Brief 1. In the forum thread on tipping boat mates, give the part that opens with the words containing "I'll tell you" and closes with "its hard work." again, replacing "workers comp" with "workers' compensation".
Brief 2. List each specific law, government agency, or coverage program that the forum thread on tipping boat mates names in discussing a mate's employment.

Reading passage.
I have fished on split party six packs as well and can tell you that almost nobody tips on those trips. I alway tip them 20% if they work hard and are nice to the group, but i have yet to see any other passenger tip the mate. maybe the tipped him when i was in the head???

Now, on to the issue of "work only for tips" 

this pisses me off for two reasons: 

first there is a law in the US that forbids this its called the minimum wage law. No way around it, if the mate does not receive pay then the captain/owner is breaking labor law plain and simple. I am sure it happens, but its against the law. a mate could never qualify as an independent contractor under IRS or dept of labor rules. so why would i support a business who denies basic employment rights? 

second, if the mate earns a wage and they post a sign which says "mate works for tips only" then they are lying to me to get more of my money. that's crap. 

FWIW: the headboats that i have fished do not have a sign like above and i am sure the mates earn a wage given the size of the operation. The mate on the six pack i have fished earns a wage, he told me so. That boat does have a sign that suggests that tipping the mate for good service is appreciated. I don't object to a gentle reminder to those who may not know. 

I'll tell you that a good mate is probably a luxury around a marina and i would think that a good mate would get offers to change boats and earn a wage if they were truly working for free. It would also be rather risky to have a non-paid employee on board a boat. he gets injured and now you have an illegal employee who is not covered by workers comp you are about to have a bad day or two. not a smart business decision. 

tip the good mates, its hard work.

cheers
jerry


----------



## steve grossman (Feb 1, 2008)

Down in the Florida Keys, I fish offshore on private charters. These mates are the best I have ever seen in my life. Totally different than mate who works a headboat. Yes there may only bea 6 of us on that charter boat, but they work their asses off. I have given the mate $100. out of my pocket to show my appreciation. This is in addition to what the other people in the charter give.

Dataset excerpt.
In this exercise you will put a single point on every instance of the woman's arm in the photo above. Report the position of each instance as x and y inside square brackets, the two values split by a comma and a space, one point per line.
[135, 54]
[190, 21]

Correct answer 1.
I'll tell you that a good mate is probably a luxury around a marina and i would think that a good mate would get offers to change boats and earn a wage if they were truly working for free. It would also be rather risky to have a non-paid employee on board a boat. he gets injured and now you have an illegal employee who is not covered by workers' compensation you are about to have a bad day or two. not a smart business decision. 

tip the good mates, its hard work.

Correct answer 2.
- the minimum wage law
- the IRS
- the dept of labor
- workers comp